• PROBLEM DETAILS
Pick up the forum post about stuffy academic phrasing in math papers after its final sentence and continue writing it.

• SOURCE EXTRACT
I am a math major, but sometimes I read the stuffy language in these papers and I really crack up. The worst part is, when I start writing I do exactly the same thing. Certain phrases used over and over, that are used to make the paper sound more logical and academic, here is one:
We proceed to a further generalization, ... which incorporates information about two [arrangements of circles]... which naturally arises from an analogous result in spherical geometry, which is how we discovered it.
It is from one of my favorite papers on geometry, it has lot of nice picture . For everyone's sake, I have omitted lots of jargon and adapted a short paragraph into the above unwieldy sentence.
Math statements build on top of each other, and in this paper the different version of the same statement (about circles) are presented is towards increasing generality. The tone is appropriate for their audience - other mathematicians.
What is more common language explain such logical progressions? How do I explain that logical progression without sounding like I was born in the 18th century?

• COLLECTED DATA
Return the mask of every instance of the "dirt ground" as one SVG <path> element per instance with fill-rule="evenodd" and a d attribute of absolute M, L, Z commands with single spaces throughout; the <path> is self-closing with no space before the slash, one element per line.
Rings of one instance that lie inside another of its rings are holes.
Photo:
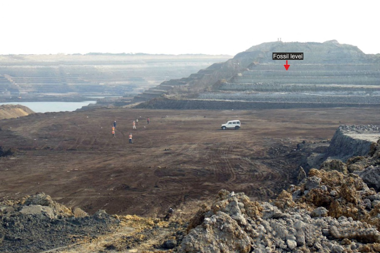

• OUTPUT
For reference, the original statement of the theorem was written as a poem. Soddy's A Kiss Precise:
For pairs of lips to kiss maybe
Involves no trigonometry.
'Tis not so when four circles kiss
Each one the other three.
To bring this off the four must be
As three in one or one in three.
If one in three, beyond a doubt
Each gets three kisses from without.
If three in one, then is that one
Thrice kissed internally.
Four circles to the kissing come.
The smaller are the benter.
The bend is just the inverse of
The distance from the center.
Though their intrigue left Euclid dumb
There's now no need for rule of thumb.
Since zero bend's a dead straight line
And concave bends have minus sign,
The sum of the squares of all four bends
Is half the square of their sum.